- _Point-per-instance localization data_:
>>>

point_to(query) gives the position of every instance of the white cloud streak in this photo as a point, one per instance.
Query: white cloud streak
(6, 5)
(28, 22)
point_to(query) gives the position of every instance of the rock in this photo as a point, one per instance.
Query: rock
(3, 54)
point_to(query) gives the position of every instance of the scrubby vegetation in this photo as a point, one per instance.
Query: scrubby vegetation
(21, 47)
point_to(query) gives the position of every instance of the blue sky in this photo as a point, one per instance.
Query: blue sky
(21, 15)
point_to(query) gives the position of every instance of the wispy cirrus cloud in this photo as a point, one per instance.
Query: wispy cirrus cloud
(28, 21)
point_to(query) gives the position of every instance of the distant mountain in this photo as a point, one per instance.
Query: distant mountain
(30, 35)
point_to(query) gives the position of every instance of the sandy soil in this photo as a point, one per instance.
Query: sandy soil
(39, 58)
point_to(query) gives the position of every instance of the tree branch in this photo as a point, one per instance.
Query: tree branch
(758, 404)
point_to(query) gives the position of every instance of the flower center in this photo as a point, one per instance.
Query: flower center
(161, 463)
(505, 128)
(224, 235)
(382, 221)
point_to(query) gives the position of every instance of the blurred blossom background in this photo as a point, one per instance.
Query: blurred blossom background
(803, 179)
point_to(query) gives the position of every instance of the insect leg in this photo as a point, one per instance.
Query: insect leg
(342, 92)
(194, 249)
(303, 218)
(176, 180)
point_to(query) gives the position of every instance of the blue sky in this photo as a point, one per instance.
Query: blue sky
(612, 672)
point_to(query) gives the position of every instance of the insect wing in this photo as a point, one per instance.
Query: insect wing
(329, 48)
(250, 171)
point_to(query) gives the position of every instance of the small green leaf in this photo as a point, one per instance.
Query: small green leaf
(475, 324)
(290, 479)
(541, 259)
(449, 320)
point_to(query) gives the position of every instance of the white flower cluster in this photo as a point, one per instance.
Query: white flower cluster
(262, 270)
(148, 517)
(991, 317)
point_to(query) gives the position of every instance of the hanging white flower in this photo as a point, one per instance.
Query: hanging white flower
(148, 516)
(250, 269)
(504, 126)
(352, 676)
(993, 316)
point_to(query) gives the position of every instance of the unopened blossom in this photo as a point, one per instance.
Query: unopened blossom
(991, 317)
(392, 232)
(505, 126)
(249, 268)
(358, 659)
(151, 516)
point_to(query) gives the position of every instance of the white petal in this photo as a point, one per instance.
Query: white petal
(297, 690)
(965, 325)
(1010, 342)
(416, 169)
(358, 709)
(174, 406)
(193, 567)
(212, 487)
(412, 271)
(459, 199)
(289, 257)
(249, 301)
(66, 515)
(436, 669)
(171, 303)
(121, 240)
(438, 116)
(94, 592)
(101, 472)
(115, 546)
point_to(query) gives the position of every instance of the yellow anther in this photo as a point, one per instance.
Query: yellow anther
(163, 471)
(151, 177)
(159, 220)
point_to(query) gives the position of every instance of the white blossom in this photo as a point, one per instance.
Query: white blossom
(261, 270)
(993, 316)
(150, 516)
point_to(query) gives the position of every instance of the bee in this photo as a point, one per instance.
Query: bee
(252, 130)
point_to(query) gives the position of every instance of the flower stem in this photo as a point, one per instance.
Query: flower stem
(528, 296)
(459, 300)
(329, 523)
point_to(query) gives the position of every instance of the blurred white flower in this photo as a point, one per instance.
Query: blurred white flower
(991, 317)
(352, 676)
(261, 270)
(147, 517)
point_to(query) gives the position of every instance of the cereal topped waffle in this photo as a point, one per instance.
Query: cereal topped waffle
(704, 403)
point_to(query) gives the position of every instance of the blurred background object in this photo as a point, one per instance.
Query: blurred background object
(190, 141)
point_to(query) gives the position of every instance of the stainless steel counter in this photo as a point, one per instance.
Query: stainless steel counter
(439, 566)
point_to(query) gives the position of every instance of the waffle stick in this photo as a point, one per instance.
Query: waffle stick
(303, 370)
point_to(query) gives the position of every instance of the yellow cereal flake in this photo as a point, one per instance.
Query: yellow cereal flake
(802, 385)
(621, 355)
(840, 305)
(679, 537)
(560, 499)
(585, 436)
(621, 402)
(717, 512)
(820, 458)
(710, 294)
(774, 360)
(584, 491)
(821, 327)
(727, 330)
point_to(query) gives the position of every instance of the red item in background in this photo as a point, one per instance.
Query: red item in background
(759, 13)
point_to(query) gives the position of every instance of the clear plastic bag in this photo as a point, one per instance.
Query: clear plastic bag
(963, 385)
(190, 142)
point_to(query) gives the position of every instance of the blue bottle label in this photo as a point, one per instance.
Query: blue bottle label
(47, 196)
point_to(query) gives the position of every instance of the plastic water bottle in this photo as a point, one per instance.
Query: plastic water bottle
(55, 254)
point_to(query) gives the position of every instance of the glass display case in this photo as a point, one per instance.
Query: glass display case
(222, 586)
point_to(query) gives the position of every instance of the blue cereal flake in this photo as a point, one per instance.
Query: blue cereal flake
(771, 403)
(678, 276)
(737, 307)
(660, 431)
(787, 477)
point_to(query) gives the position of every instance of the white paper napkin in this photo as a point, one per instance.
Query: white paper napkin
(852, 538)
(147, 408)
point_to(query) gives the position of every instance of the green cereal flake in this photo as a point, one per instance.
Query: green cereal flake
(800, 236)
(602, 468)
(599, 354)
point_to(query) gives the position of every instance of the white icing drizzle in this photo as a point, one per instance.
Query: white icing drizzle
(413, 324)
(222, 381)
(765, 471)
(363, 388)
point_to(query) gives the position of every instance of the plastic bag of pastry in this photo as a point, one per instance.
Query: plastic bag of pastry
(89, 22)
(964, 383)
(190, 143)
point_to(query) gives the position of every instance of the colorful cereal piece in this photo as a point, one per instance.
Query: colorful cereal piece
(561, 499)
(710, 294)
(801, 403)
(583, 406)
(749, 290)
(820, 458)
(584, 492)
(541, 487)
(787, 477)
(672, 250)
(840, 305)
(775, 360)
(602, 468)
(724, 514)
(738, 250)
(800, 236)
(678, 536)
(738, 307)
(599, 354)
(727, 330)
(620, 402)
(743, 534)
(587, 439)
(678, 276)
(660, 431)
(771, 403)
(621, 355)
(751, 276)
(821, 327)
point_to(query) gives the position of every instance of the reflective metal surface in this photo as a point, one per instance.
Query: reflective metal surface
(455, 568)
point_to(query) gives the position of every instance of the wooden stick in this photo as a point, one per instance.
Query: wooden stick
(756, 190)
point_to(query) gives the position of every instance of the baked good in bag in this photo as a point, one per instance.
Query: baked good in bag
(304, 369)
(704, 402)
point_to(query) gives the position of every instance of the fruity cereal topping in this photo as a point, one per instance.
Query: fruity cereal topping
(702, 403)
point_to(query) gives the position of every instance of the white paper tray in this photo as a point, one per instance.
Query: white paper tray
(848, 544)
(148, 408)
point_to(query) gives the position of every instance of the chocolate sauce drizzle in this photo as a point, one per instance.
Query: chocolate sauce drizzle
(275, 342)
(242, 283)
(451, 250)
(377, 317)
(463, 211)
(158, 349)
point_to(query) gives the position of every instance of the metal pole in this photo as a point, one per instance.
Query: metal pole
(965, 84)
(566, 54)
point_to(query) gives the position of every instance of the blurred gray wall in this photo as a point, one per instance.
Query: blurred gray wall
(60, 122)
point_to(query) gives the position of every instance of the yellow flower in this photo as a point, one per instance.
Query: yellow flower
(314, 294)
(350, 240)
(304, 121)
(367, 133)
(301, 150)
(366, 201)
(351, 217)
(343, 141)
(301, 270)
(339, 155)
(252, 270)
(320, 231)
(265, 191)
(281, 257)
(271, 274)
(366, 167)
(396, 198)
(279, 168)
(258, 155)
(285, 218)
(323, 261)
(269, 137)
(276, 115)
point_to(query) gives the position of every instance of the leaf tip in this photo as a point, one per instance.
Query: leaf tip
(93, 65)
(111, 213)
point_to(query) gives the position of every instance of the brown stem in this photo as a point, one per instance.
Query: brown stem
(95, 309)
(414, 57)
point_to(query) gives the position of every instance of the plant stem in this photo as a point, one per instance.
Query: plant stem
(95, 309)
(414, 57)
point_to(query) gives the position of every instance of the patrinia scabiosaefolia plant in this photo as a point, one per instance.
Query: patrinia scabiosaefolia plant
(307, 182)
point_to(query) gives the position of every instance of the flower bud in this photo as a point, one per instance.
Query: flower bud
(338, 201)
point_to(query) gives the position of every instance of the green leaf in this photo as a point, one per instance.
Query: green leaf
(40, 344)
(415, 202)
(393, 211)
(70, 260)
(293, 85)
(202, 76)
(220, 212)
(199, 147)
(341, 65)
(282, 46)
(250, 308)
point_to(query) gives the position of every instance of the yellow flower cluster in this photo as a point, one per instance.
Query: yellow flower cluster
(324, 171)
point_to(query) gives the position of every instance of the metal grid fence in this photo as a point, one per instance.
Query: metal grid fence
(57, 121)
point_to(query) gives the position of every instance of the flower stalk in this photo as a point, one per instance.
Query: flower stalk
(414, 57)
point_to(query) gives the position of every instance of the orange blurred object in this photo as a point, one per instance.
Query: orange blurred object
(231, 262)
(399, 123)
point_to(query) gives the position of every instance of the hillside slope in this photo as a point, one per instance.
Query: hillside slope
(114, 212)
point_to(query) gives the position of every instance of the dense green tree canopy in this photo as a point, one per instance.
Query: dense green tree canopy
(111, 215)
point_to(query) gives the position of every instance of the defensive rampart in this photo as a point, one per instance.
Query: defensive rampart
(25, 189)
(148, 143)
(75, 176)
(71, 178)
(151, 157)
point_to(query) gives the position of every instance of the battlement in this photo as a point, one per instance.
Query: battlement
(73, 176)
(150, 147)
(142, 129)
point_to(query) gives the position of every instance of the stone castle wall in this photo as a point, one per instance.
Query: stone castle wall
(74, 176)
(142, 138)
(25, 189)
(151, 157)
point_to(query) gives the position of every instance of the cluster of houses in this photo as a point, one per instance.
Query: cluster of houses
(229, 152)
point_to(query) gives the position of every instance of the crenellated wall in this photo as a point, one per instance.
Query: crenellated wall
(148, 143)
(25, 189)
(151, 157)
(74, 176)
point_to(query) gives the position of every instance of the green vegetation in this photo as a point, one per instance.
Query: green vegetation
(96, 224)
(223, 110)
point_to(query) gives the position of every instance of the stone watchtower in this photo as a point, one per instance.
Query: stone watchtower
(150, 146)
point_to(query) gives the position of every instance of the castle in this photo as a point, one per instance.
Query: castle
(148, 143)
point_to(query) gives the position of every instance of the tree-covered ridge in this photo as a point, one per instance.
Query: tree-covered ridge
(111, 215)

<<<

- _Exercise brief_: Set down, word for word, each line from the top of the records above through the line with "the insect wing".

- _Answer for the task_:
point_to(query) gives the position of every instance of the white cloud streak in this photo as a point, one per instance.
Query: white cloud streak
(6, 5)
(28, 22)
point_to(query) gives the position of every instance of the rock in this photo as a point, one per instance.
Query: rock
(3, 54)
point_to(query) gives the position of every instance of the scrubby vegetation in this photo as a point, one per instance.
Query: scrubby vegetation
(21, 47)
point_to(query) gives the position of every instance of the blue sky in this photo as a point, one per instance.
Query: blue sky
(21, 15)
point_to(query) gives the position of every instance of the wispy cirrus cloud in this photo as a point, one per instance.
Query: wispy cirrus cloud
(28, 21)
point_to(query) gives the position of every instance of the distant mountain in this photo as a point, one per instance.
Query: distant mountain
(30, 35)
point_to(query) gives the position of every instance of the sandy soil in this photo as a point, one per instance.
Query: sandy soil
(39, 58)
point_to(query) gives the position of every instance of the tree branch in this photo as a point, one per instance.
Query: tree branch
(758, 404)
point_to(query) gives the position of every instance of the flower center in this photo as a point, one per instance.
Query: flower center
(161, 463)
(505, 128)
(224, 235)
(382, 221)
point_to(query) gives the position of every instance of the blurred blossom background in this photo as a point, one per instance.
Query: blurred blossom background
(803, 179)
point_to(query) gives the position of every instance of the insect leg in this photo as a point, one per instance.
Query: insect leg
(342, 92)
(194, 249)
(303, 218)
(176, 180)
point_to(query) gives the position of every instance of the blue sky in this photo as a point, one per instance.
Query: blue sky
(612, 672)
point_to(query) gives the position of every instance of the insect wing in this photo as a point, one per instance.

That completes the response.